## Passage given:
I'm positive he said he used normal burrs not Turkish, so it must be. He also dod 'filter shots' as his sig drink, so could be he just used a very different extraction ratio than we are used to.


----------



## MWJB (Feb 28, 2012)

He repeatedly mentions "coffee" burrs on the blog, he used the nutating tamp on the espresso course.


----------



## The Systemic Kid (Nov 23, 2012)

Are 'coffee' burrs synonymous with 'Turkish'??


----------



## MWJB (Feb 28, 2012)

The Systemic Kid said:


> Are 'coffee' burrs synonymous with 'Turkish'??


That's the £400 question! ;-)


----------



## aaronb (Nov 16, 2012)

I don't think so, IIRC after one of his performances Steve L asks him about the grinder and if he uses turkish burrs and he says he doesn't, just general coffee burrs. You could probably find the interview assuming the wbc performances are still up on the streaming site they used!

## Data extract:

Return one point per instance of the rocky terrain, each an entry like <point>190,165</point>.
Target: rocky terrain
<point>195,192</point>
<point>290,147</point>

## Direction:
Reproduce everything in the coffee burr thread from "I don't think" down to "site they used!". You won't need the data to do this.

## Answer to the problem:
I don't think so, IIRC after one of his performances Steve L asks him about the grinder and if he uses turkish burrs and he says he doesn't, just general coffee burrs. You could probably find the interview assuming the wbc performances are still up on the streaming site they used!